▶ **Given problem 1**
Answer these questions about the Sky Captain trivia piece:
(a) How many days did it take to shoot the footage for the movie?
(b) What was the only completely real set built for the film?
(c) To whom did the Conran brothers sell the movie concept?

▶ **Selected passage**

start

11/19/2014

In September 2004, Sky Captain and the World of Tomorrow was released in theaters. An homage to the look and imagination of old movie serials from the 1940's, it used modern technology to create an epic in an old-fashioned style. Here are some nuggets of trivia you may not have known about this amazing film.

1. In 1994, freelance illustrator Kerry Conran spent four years working with blue screen and an aging Macintosh IIci to create a teaser trailer for The World of Tomorrow. His brother Kevin did production design for it. This is the trailer he created.


2. The teaser had a huge impact. Both Jude Law and Gweneth Paltrow signed onto the movie on the basis of the teaser trailer alone. Paltrow even agreed before she saw a completed script.
Jude Law and Gweneth Paltrow;
Credit: Paramount Pictures
3. The Conran brothers created twenty-five elaborate pitch kits with VHS tapes of the trailer in foam rubber casings, and Sky Captain comic books, and planned to shop them around Hollywood. They ended up selling the movie concept to the first person they showed the kit to, producer John Avnet.
Sky Captain promotional comic book cover
4. Sky Captain was filmed almost entirely on a "digital backlot" with the actors performing against blue screen at London's Elstree Studios, and environments created with CGI. It was the first major blue screen American movie production, which later became more common with films like 300 and Sin City.
Gweneth Paltow, Kevin Conran, Jude Law on the set;
Credit: Paramount Pictures
5. The only completely real set built was Polly Perkins' office, because they didn't have time to shoot it in blue screen and render it later.
Polly Perkins (Gweneth Paltrow)
Credit: Paramount Pictures
6. The shot of the over-sized radio tower giving off radio waves calling for Sky Captain is a reference to the RKO Radio Pictures logo.
RKO Radio Pictures Logo
7. It took only twenty-six days to shoot the footage for the movie, but spent two years in post production to complete the visual effects.

8. The robots in the opening attack are inspired by the robots in the classic 1941 Superman cartoon, "The Mechanical Monsters."
Robot from "The Mechanical Monsters"
9. Totenkopf means "head of a dead person" or "skull" in German. It was adopted as the name of Adolf Hitler's personal bodyguards during WWII.

10. Even though her role as Franky Cook was relatively small, Angelina Jolie spent hours in her own time interviewing elderly World War II pilots to get a sense of their mannerisms and how they talked.

end

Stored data
start

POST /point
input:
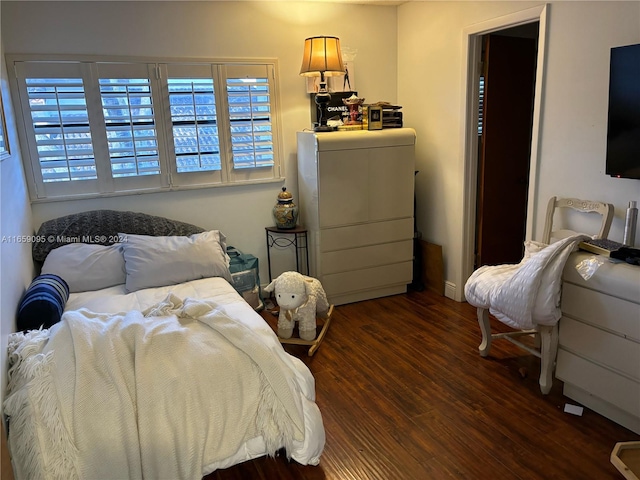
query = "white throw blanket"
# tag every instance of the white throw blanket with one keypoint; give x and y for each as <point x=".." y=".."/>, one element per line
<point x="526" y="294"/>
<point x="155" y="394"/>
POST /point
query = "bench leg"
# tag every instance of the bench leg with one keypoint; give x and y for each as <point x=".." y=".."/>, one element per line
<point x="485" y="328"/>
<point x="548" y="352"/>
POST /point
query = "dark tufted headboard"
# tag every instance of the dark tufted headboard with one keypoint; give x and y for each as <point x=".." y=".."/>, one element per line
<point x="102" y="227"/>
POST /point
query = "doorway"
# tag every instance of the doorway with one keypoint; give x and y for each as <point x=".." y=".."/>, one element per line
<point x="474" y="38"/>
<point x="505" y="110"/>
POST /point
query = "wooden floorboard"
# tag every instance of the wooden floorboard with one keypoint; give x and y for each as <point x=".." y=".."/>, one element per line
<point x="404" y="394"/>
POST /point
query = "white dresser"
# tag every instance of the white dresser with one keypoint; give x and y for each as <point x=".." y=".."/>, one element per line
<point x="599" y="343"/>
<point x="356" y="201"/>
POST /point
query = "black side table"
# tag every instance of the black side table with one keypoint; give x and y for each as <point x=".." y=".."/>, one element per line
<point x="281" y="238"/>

end

▶ **Given problem 2**
Gather every line of the listing that contains the word "headboard".

▶ **Full answer 1**
(a) Twenty-six days.
(b) Polly Perkins' office.
(c) Producer John Avnet, the first person they showed the kit to.

▶ **Full answer 2**
query = "dark tufted headboard"
# tag every instance of the dark tufted headboard with one keypoint; give x and y for each as <point x=".." y=".."/>, one element per line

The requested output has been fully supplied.